Task details ▸ Copy everything in the data below exactly except the pictures.
Top of Record set
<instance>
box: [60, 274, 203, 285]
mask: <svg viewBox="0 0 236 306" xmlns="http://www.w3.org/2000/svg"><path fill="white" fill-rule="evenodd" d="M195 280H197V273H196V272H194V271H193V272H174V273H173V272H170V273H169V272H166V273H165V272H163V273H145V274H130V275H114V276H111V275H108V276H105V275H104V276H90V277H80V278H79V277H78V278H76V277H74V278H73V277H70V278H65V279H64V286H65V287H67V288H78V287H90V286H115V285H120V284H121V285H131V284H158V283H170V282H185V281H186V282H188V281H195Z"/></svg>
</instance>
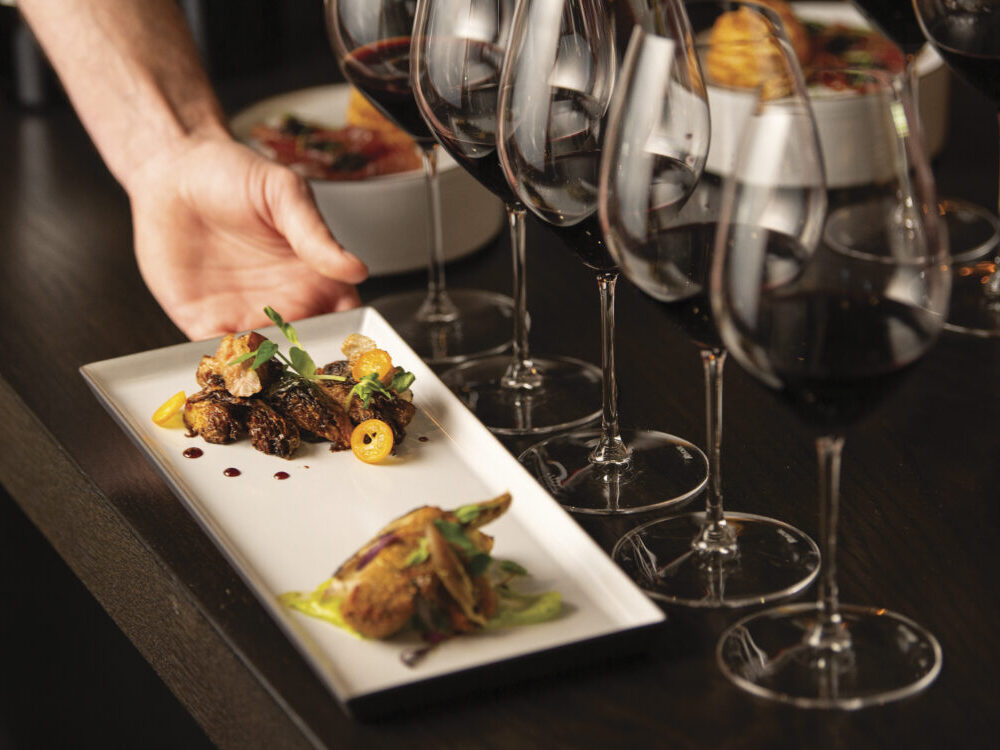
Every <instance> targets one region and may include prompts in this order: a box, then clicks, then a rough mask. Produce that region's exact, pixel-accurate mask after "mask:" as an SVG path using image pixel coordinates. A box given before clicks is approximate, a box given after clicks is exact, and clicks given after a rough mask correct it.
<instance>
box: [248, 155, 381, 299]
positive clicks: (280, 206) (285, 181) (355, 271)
mask: <svg viewBox="0 0 1000 750" xmlns="http://www.w3.org/2000/svg"><path fill="white" fill-rule="evenodd" d="M265 179H266V184H265V186H264V194H265V198H266V200H267V202H268V206H269V208H270V211H271V216H272V219H273V221H274V226H275V229H277V230H278V231H279V232H280V233H281V234H283V235H284V236H285V239H287V240H288V244H289V245H291V247H292V249H293V250H294V251H295V253H296V255H298V256H299V257H300V258H301V259H302V260H303V261H305V262H306V263H307V264H308V265H309V266H310V267H312V268H313V269H314V270H315V271H316V272H317V273H320V274H322V275H323V276H326V277H328V278H331V279H338V280H340V281H346V282H348V283H351V284H358V283H360V282H362V281H364V280H365V279H366V278H368V267H367V266H366V265H365V264H364V263H363V262H362V261H361V260H360V259H359V258H358V257H357V256H355V255H353V254H351V253H349V252H348V251H347V250H345V249H344V248H342V247H341V246H340V244H339V243H338V242H337V241H336V240H335V239H334V238H333V235H332V234H331V233H330V230H329V229H328V228H327V226H326V224H325V223H324V222H323V217H322V216H321V215H320V213H319V209H318V208H317V207H316V201H315V200H314V198H313V195H312V191H311V190H310V189H309V183H308V182H306V180H305V179H304V178H302V177H301V176H299V175H297V174H295V173H294V172H292V171H291V170H290V169H284V168H281V167H275V168H273V169H269V170H267V172H266V174H265Z"/></svg>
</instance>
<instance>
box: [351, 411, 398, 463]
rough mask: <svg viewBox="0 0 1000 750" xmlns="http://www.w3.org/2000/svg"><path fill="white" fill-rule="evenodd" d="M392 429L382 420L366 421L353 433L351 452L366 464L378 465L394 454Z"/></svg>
mask: <svg viewBox="0 0 1000 750" xmlns="http://www.w3.org/2000/svg"><path fill="white" fill-rule="evenodd" d="M392 444H393V438H392V428H391V427H389V425H387V424H386V423H385V422H383V421H382V420H381V419H366V420H365V421H364V422H362V423H361V424H359V425H358V426H357V427H355V428H354V432H352V433H351V450H352V451H354V455H355V456H357V457H358V458H360V459H361V460H362V461H364V462H365V463H366V464H377V463H378V462H379V461H381V460H382V459H384V458H385V457H386V456H388V455H389V454H390V453H392Z"/></svg>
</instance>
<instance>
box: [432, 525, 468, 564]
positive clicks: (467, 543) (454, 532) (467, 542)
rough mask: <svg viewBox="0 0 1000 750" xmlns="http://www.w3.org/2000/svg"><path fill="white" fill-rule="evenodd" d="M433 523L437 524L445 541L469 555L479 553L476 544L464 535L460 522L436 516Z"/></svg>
mask: <svg viewBox="0 0 1000 750" xmlns="http://www.w3.org/2000/svg"><path fill="white" fill-rule="evenodd" d="M434 525H435V526H437V529H438V531H440V532H441V536H443V537H444V538H445V541H447V542H448V543H449V544H451V545H453V546H455V547H458V549H460V550H461V551H462V552H464V553H465V554H466V555H468V556H469V557H472V556H473V555H476V554H478V553H479V550H478V549H477V548H476V546H475V545H474V544H473V543H472V542H471V541H470V539H469V537H467V536H466V535H465V529H463V528H462V526H461V525H460V524H457V523H455V522H453V521H445V520H442V519H440V518H436V519H434Z"/></svg>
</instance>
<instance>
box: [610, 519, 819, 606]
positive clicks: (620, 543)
mask: <svg viewBox="0 0 1000 750" xmlns="http://www.w3.org/2000/svg"><path fill="white" fill-rule="evenodd" d="M725 518H726V522H727V523H728V525H729V526H730V527H731V528H732V529H733V530H734V531H735V532H736V542H737V549H738V552H737V554H736V556H735V558H733V559H729V560H725V561H723V560H721V559H719V558H718V556H716V555H701V554H699V553H696V552H695V551H694V550H693V549H692V546H691V543H692V541H693V540H694V539H695V538H696V537H697V536H698V534H699V532H700V531H701V529H702V528H704V526H705V525H706V524H707V522H708V517H707V515H706V514H705V513H704V512H701V513H687V514H684V515H680V516H668V517H666V518H659V519H656V520H654V521H650V522H648V523H645V524H643V525H641V526H637V527H636V528H634V529H632V530H631V531H629V532H628V533H627V534H625V535H624V536H623V537H622V538H621V539H619V540H618V542H617V543H616V544H615V547H614V549H613V550H612V552H611V556H612V558H613V559H614V561H615V562H616V563H617V564H618V566H619V567H620V568H622V569H623V570H624V571H625V573H626V574H628V576H629V577H630V578H631V579H632V580H633V581H634V582H635V583H636V584H638V585H639V587H640V588H642V589H643V591H645V592H646V594H647V595H649V596H650V597H651V598H653V599H656V600H658V601H661V602H665V603H668V604H673V605H679V606H684V607H700V608H736V607H746V606H751V605H757V604H765V603H767V602H771V601H776V600H779V599H784V598H787V597H790V596H792V595H794V594H796V593H798V592H800V591H802V590H803V589H805V588H806V586H808V585H809V584H810V583H812V581H813V580H814V579H815V578H816V575H817V573H818V572H819V563H820V554H819V548H818V547H817V546H816V543H815V542H814V541H813V540H812V539H810V538H809V537H808V536H807V535H806V534H804V533H803V532H801V531H799V530H798V529H796V528H795V527H794V526H789V525H788V524H787V523H784V522H782V521H778V520H775V519H772V518H765V517H763V516H756V515H751V514H748V513H726V514H725Z"/></svg>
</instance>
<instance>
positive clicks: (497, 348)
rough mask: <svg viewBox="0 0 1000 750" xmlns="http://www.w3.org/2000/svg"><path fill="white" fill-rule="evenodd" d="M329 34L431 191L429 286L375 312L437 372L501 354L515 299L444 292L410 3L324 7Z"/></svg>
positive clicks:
Bottom of Record set
Response box ▸
<instance>
box: [60, 274, 203, 285]
mask: <svg viewBox="0 0 236 306" xmlns="http://www.w3.org/2000/svg"><path fill="white" fill-rule="evenodd" d="M195 280H197V273H196V272H194V271H193V272H174V273H173V272H170V273H169V272H166V273H165V272H163V273H145V274H130V275H114V276H111V275H108V276H105V275H104V276H90V277H80V278H79V277H78V278H76V277H74V278H73V277H70V278H65V279H64V286H65V287H67V288H78V287H90V286H115V285H120V284H121V285H131V284H158V283H170V282H185V281H186V282H188V281H195Z"/></svg>
</instance>
Every <instance> targets one region and may include prompts in this order: a box, then clicks, then a rough mask. Produce that region's exact, pixel-accurate mask after "mask:" as an SVG path using image pixel coordinates. A box given before clicks is approximate, a box given after clicks is exact, and clicks given after a rough mask correct it.
<instance>
box: [248, 155, 381, 299]
positive clicks: (280, 206) (285, 181) (355, 271)
mask: <svg viewBox="0 0 1000 750" xmlns="http://www.w3.org/2000/svg"><path fill="white" fill-rule="evenodd" d="M265 179H266V184H265V186H264V194H265V198H266V200H267V202H268V206H269V208H270V211H271V216H272V219H273V221H274V226H275V229H277V230H278V231H279V232H280V233H281V234H283V235H284V236H285V239H287V240H288V244H289V245H291V247H292V249H293V250H294V251H295V253H296V255H298V256H299V257H300V258H301V259H302V260H303V261H305V262H306V263H307V264H308V265H309V266H310V267H312V268H313V269H314V270H315V271H316V272H317V273H320V274H322V275H323V276H326V277H328V278H331V279H338V280H340V281H346V282H348V283H351V284H358V283H360V282H362V281H364V280H365V279H366V278H368V267H367V266H366V265H365V264H364V263H363V262H362V261H361V260H360V259H359V258H358V257H357V256H355V255H353V254H351V253H349V252H348V251H347V250H345V249H344V248H342V247H341V246H340V244H339V243H338V242H337V241H336V240H335V239H334V238H333V235H332V234H331V233H330V230H329V229H328V228H327V226H326V224H325V223H324V222H323V217H322V216H321V215H320V213H319V209H318V208H317V207H316V201H315V200H314V198H313V195H312V191H311V190H310V189H309V183H308V182H306V180H305V179H304V178H302V177H301V176H299V175H297V174H295V173H294V172H292V171H291V170H290V169H284V168H281V167H275V168H273V169H269V170H267V172H266V174H265Z"/></svg>
</instance>
<instance>
box: [351, 411, 398, 463]
rough mask: <svg viewBox="0 0 1000 750" xmlns="http://www.w3.org/2000/svg"><path fill="white" fill-rule="evenodd" d="M392 429L382 420L366 421L353 433L351 452L366 464L378 465L394 454Z"/></svg>
mask: <svg viewBox="0 0 1000 750" xmlns="http://www.w3.org/2000/svg"><path fill="white" fill-rule="evenodd" d="M392 444H393V438H392V428H391V427H389V425H387V424H386V423H385V422H383V421H382V420H381V419H366V420H365V421H364V422H362V423H361V424H359V425H358V426H357V427H355V428H354V432H352V433H351V450H352V451H354V455H355V456H357V457H358V458H360V459H361V460H362V461H364V462H365V463H366V464H377V463H378V462H379V461H381V460H382V459H384V458H385V457H386V456H388V455H389V454H390V453H392Z"/></svg>
</instance>
<instance>
box: [432, 525, 468, 564]
positive clicks: (467, 543) (454, 532) (467, 542)
rough mask: <svg viewBox="0 0 1000 750" xmlns="http://www.w3.org/2000/svg"><path fill="white" fill-rule="evenodd" d="M433 523L437 524L445 541L469 555L479 553L476 544L464 535L460 522L436 516Z"/></svg>
mask: <svg viewBox="0 0 1000 750" xmlns="http://www.w3.org/2000/svg"><path fill="white" fill-rule="evenodd" d="M434 525H435V526H437V529H438V531H440V532H441V536H443V537H444V538H445V541H447V542H448V543H449V544H451V545H453V546H455V547H458V549H460V550H461V551H462V552H464V553H465V554H466V555H468V556H469V557H472V556H473V555H476V554H478V553H479V550H478V549H477V548H476V546H475V545H474V544H473V543H472V542H471V541H470V539H469V537H467V536H466V535H465V529H463V528H462V526H461V525H460V524H457V523H455V522H453V521H445V520H442V519H440V518H436V519H434Z"/></svg>
</instance>
<instance>
box: [610, 519, 819, 606]
positive clicks: (620, 543)
mask: <svg viewBox="0 0 1000 750" xmlns="http://www.w3.org/2000/svg"><path fill="white" fill-rule="evenodd" d="M725 518H726V522H727V523H728V525H729V526H730V527H731V528H732V529H733V530H734V531H735V532H736V542H737V549H738V552H737V554H736V556H735V558H733V559H729V560H725V561H723V560H721V559H719V558H718V556H716V555H701V554H699V553H696V552H695V551H694V550H693V549H692V546H691V543H692V541H693V540H694V539H695V538H696V537H697V536H698V534H699V532H700V531H701V529H702V528H704V526H705V525H706V524H707V522H708V517H707V515H706V514H705V513H704V512H701V513H687V514H684V515H680V516H668V517H666V518H659V519H656V520H654V521H650V522H648V523H645V524H643V525H641V526H637V527H636V528H634V529H632V530H631V531H629V532H628V533H627V534H625V535H624V536H623V537H622V538H621V539H619V540H618V542H617V543H616V544H615V547H614V549H613V550H612V552H611V556H612V558H613V559H614V561H615V562H616V563H617V564H618V566H619V567H620V568H622V569H623V570H624V571H625V573H626V574H628V576H629V577H630V578H631V579H632V580H633V581H634V582H635V583H636V584H638V585H639V587H640V588H642V589H643V591H645V592H646V594H647V595H649V596H650V597H651V598H653V599H656V600H658V601H661V602H665V603H668V604H673V605H679V606H684V607H700V608H736V607H746V606H751V605H757V604H765V603H767V602H771V601H776V600H779V599H784V598H787V597H790V596H792V595H794V594H796V593H798V592H800V591H802V590H803V589H805V588H806V586H808V585H809V584H810V583H812V581H813V580H814V579H815V578H816V575H817V573H818V572H819V563H820V554H819V548H818V547H817V546H816V543H815V542H814V541H813V540H812V539H810V538H809V537H808V536H807V535H806V534H804V533H803V532H801V531H799V530H798V529H796V528H795V527H794V526H789V525H788V524H787V523H784V522H782V521H778V520H775V519H772V518H765V517H763V516H756V515H751V514H748V513H726V514H725Z"/></svg>
</instance>
<instance>
positive clicks: (497, 348)
rough mask: <svg viewBox="0 0 1000 750" xmlns="http://www.w3.org/2000/svg"><path fill="white" fill-rule="evenodd" d="M329 34L431 191L429 286L375 312L437 372L501 354L515 299L444 292L410 3L324 7Z"/></svg>
positive clicks:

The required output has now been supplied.